> _TEXT SEGMENT_

The NRC reviewed the information provided by Columbia concerning the internal events

PSA model, seismic PSA model, Fire PSA model, and "other" external events PSA model. This review is documented in NUREG-1437, Supplement 47, Volume 1, "Generic Environmental Impact Statement for the License Renewal of Nuclear Plants Regarding Columbia Generating Station" (ADAMS Accession No. ML12096A334). The

information regarding PSA revisions 6.2, 7.0, and 7.1 are included in NUREG-1437, Supplement 47, Volume 1, Section 5.3.2. In addition, the following statements of acceptability of the Columbia PSA model were made by the NRC in Section 5.3.2.

Internal Events

"The Columbia internal events model has been peer-reviewed, the peer findings were all resolved and their impact assessed in a sensitivity analysis using the updated PSA model, and Energy Northwest has satisfactorily addressed NRC staff questions regarding the PSA. Based on this information, the NRC staff concludes that the internal

events Level 1 PSA model is of sufficient quality to support the SAMA evaluation."

> _EXTRACTED ENTRIES_
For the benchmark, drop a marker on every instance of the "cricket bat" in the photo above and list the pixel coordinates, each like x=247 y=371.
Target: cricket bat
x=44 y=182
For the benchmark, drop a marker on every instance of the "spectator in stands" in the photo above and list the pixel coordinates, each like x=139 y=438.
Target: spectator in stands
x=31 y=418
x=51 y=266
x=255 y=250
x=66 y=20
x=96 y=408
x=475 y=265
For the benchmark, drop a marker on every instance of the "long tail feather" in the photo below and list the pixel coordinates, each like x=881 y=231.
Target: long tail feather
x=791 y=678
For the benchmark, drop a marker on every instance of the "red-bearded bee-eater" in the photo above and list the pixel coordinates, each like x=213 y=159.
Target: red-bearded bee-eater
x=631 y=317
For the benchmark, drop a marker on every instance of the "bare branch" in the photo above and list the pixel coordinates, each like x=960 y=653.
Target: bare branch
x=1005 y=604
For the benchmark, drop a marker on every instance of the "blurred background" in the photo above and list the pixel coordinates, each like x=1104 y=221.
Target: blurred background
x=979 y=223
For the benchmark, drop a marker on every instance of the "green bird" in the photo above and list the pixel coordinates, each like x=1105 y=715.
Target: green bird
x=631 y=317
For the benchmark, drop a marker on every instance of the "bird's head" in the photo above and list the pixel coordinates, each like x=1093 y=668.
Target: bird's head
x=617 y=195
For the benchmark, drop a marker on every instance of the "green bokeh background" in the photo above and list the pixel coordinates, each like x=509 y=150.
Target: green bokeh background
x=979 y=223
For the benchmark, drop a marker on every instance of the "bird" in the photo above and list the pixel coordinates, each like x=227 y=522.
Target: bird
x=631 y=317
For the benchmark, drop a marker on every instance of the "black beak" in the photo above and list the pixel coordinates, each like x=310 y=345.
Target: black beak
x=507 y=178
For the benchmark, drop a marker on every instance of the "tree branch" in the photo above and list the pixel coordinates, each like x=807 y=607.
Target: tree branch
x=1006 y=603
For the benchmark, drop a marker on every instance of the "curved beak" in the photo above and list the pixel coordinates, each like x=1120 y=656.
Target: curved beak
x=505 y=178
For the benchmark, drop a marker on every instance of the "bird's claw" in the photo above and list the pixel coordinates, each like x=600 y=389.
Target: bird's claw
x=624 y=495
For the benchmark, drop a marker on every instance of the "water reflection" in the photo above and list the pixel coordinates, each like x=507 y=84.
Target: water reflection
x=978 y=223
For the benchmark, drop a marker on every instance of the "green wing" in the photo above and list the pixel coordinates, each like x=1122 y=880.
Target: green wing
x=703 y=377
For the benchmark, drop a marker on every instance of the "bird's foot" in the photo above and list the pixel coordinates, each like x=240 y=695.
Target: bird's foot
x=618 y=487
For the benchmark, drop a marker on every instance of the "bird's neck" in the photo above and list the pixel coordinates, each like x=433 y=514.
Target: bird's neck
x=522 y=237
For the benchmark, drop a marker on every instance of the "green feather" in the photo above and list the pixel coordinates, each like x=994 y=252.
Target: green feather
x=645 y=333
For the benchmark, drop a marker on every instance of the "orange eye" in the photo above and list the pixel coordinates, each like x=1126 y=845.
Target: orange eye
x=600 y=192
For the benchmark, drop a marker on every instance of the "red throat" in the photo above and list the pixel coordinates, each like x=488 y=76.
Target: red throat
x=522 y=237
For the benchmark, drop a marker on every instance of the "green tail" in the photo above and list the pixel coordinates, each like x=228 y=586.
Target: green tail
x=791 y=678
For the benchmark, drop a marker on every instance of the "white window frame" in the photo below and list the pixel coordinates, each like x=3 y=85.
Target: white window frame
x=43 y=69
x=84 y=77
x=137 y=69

> _SET EXERCISE A_
According to the NRC review excerpt, which section of NUREG-1437, Supplement 47, Volume 1 contains the information regarding PSA revisions 6.2, 7.0, and 7.1?
> _SET EXERCISE B_
In the NRC review excerpt, restate the part that opens with the words containing "information regarding PSA" and closes with "in Section 5.3.2.", renaming "revisions" as "versions".
The records have no connection to the NRC review excerpt.

> _TASK ANSWER A_
Section 5.3.2.

> _TASK ANSWER B_
information regarding PSA versions 6.2, 7.0, and 7.1 are included in NUREG-1437, Supplement 47, Volume 1, Section 5.3.2. In addition, the following statements of acceptability of the Columbia PSA model were made by the NRC in Section 5.3.2.